Pull out every line of the items below that contains the string "point".

▶ _DATA SHOWN_
————————

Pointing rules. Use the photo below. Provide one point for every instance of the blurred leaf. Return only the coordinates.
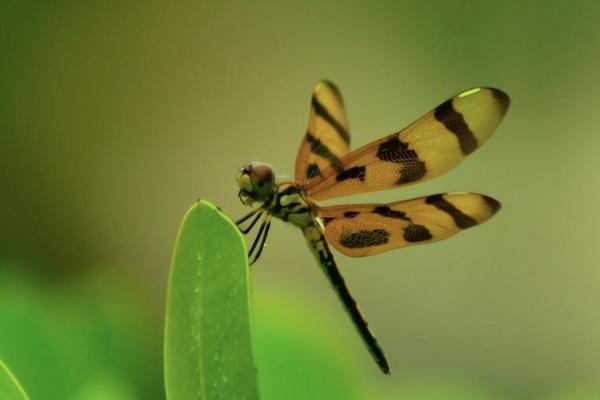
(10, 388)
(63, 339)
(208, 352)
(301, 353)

————————

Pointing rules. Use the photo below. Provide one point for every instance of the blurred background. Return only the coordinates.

————————

▶ _CORRECT ANSWER_
Pointing rules. Use the photo below. Provide one point for every instance of the blurred leaf. Return only the coordinates.
Pointing rules. Use the photo below. Provide one point for every instance of the blurred background. Return only the coordinates.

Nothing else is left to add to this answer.